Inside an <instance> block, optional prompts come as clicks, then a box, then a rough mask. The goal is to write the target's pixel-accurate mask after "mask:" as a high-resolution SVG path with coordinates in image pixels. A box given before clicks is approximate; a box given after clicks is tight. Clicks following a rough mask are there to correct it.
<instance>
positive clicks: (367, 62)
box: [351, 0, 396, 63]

★ ★ ★ ★

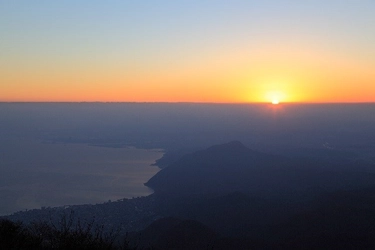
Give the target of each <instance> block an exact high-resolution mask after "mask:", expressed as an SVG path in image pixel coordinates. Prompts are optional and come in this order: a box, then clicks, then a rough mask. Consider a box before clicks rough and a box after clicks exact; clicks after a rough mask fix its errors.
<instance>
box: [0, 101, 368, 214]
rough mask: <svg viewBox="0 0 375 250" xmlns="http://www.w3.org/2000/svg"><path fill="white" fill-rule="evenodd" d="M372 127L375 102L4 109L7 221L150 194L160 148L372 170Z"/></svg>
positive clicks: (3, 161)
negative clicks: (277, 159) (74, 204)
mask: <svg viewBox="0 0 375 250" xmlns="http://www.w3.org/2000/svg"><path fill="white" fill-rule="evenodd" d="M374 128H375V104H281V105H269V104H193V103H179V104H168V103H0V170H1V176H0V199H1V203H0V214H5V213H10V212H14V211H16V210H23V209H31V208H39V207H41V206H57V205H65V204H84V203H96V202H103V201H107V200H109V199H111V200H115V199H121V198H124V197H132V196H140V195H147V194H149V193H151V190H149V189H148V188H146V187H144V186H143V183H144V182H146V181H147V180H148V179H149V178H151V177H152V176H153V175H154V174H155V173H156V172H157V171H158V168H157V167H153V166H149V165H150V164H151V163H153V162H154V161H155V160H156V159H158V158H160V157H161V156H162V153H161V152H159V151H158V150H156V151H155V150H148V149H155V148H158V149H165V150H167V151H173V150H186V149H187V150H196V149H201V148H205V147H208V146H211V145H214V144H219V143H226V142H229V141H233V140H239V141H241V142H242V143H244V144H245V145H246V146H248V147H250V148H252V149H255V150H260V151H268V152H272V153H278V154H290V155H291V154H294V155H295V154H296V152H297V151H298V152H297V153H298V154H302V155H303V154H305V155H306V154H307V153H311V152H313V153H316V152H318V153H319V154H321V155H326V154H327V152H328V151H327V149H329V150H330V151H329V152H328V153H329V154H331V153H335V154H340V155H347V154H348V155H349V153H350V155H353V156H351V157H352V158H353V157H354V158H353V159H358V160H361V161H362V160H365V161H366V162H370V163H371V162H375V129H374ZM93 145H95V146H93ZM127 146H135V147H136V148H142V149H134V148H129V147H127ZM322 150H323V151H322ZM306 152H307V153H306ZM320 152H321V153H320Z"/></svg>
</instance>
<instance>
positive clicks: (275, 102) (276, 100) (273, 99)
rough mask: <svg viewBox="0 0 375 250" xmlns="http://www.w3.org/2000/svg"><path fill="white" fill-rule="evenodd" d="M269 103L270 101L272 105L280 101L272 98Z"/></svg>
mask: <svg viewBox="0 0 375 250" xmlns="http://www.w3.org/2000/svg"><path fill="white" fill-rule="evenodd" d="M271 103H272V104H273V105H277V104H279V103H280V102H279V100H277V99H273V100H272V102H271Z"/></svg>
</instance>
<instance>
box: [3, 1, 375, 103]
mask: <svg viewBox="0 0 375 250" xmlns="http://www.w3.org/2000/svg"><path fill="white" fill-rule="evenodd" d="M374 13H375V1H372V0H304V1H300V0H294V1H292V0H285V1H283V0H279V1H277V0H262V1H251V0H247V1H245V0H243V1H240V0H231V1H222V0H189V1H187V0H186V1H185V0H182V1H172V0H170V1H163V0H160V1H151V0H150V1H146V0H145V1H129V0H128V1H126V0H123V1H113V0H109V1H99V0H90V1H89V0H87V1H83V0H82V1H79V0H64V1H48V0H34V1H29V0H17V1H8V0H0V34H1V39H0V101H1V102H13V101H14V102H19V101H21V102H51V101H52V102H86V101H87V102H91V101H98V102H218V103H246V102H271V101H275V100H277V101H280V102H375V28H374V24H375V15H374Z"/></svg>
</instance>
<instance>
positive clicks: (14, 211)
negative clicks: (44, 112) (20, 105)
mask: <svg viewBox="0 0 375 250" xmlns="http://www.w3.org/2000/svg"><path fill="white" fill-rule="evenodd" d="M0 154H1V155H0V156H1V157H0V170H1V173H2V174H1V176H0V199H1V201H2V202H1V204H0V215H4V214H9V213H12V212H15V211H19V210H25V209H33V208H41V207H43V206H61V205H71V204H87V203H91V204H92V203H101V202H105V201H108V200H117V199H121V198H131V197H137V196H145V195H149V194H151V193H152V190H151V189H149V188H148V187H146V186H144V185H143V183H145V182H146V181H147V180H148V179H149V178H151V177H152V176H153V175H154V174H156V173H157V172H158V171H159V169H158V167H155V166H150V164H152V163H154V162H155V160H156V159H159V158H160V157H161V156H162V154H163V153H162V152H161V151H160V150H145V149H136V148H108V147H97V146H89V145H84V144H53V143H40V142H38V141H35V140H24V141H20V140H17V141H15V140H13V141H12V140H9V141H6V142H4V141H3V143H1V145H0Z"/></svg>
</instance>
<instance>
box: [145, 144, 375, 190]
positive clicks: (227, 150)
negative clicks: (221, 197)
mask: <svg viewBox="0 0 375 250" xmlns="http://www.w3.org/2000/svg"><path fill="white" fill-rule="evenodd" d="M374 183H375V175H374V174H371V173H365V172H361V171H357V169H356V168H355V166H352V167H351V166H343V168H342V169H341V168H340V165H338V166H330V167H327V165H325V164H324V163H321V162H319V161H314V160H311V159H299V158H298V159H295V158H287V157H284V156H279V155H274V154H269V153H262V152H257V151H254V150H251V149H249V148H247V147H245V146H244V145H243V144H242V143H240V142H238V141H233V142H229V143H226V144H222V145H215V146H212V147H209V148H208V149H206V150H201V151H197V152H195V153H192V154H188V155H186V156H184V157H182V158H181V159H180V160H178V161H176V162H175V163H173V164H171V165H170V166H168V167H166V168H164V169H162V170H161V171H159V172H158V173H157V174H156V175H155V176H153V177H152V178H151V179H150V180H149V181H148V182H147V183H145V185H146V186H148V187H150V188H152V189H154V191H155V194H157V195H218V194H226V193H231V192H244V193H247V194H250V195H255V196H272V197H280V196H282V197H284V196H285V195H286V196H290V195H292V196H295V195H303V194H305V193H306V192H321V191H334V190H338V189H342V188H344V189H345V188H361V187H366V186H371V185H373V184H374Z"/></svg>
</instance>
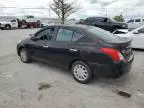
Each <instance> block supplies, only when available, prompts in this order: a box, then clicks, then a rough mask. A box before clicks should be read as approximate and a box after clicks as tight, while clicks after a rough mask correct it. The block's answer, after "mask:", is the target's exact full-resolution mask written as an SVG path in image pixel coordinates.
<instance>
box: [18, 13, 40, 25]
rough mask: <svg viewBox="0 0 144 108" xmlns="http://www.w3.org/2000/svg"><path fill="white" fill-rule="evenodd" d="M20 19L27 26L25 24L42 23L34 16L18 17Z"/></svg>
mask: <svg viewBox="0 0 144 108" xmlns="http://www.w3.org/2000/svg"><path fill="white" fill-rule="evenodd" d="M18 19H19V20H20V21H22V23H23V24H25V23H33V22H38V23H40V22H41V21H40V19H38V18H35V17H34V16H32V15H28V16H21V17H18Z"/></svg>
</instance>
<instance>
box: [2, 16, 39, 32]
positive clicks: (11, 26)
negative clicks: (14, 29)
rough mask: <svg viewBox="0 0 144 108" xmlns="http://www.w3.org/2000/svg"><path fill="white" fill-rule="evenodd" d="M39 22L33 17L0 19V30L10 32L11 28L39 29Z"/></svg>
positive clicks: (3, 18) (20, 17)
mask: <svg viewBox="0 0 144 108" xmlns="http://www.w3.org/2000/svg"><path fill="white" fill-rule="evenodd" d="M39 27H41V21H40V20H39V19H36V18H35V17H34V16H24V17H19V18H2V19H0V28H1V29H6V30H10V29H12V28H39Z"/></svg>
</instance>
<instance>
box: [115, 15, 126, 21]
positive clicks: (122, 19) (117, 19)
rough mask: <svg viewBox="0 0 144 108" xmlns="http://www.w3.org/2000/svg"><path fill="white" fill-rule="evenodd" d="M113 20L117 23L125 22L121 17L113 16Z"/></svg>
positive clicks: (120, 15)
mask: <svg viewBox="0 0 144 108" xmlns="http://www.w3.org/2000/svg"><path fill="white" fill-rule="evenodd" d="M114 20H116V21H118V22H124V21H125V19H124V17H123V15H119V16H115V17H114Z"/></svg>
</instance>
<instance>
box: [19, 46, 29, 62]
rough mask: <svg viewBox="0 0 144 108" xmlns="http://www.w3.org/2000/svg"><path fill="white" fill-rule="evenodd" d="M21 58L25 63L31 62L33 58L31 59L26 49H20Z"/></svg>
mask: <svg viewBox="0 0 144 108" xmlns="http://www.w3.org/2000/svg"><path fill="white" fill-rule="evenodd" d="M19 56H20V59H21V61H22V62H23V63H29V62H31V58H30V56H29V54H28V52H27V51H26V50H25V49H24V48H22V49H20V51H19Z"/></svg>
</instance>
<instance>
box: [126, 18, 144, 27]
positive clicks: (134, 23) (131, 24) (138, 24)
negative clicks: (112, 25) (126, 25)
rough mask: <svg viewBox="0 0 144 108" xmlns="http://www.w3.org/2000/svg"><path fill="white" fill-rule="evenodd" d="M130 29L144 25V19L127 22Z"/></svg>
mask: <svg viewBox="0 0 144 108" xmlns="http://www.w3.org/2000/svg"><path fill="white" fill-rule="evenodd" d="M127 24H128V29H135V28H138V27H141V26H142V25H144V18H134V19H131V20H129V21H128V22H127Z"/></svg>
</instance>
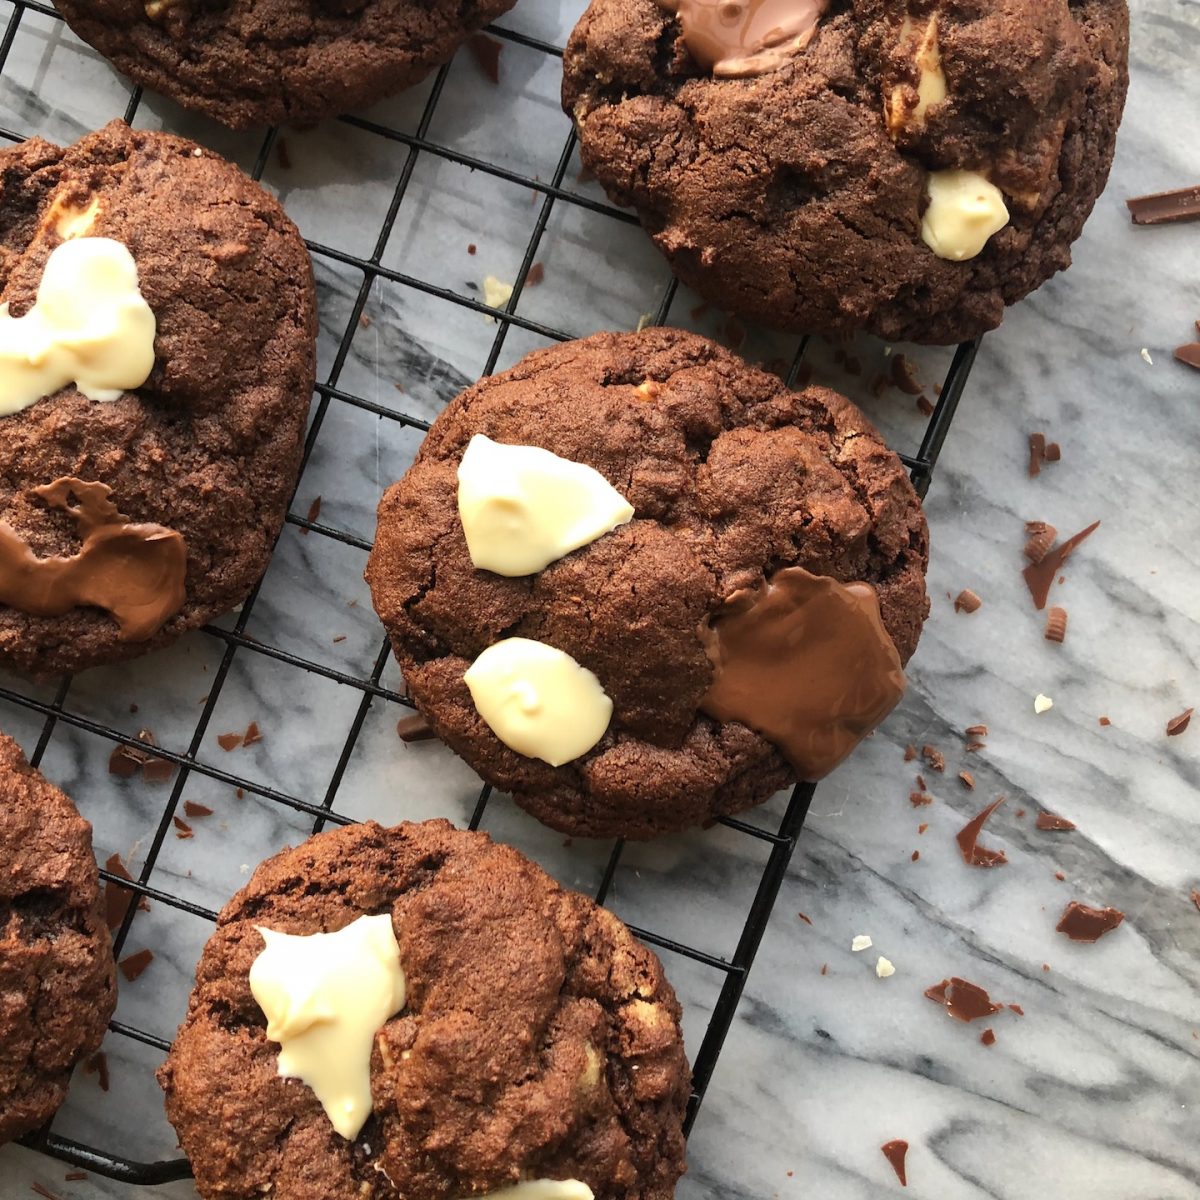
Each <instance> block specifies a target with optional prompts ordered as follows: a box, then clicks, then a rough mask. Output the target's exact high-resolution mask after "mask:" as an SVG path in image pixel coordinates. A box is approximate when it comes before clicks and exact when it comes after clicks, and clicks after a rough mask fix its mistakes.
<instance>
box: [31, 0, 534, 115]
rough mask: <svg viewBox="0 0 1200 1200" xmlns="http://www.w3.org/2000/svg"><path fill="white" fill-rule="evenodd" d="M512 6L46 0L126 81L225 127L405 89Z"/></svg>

★ ★ ★ ★

Job item
Pick out every line of the data above that contains the string "negative", matching case exactly, and copy each such line in full.

Solution
negative clicks: (277, 159) (74, 204)
negative clicks: (44, 112) (20, 105)
negative clicks: (221, 197)
negative clicks: (14, 29)
negative clicks: (112, 25) (126, 25)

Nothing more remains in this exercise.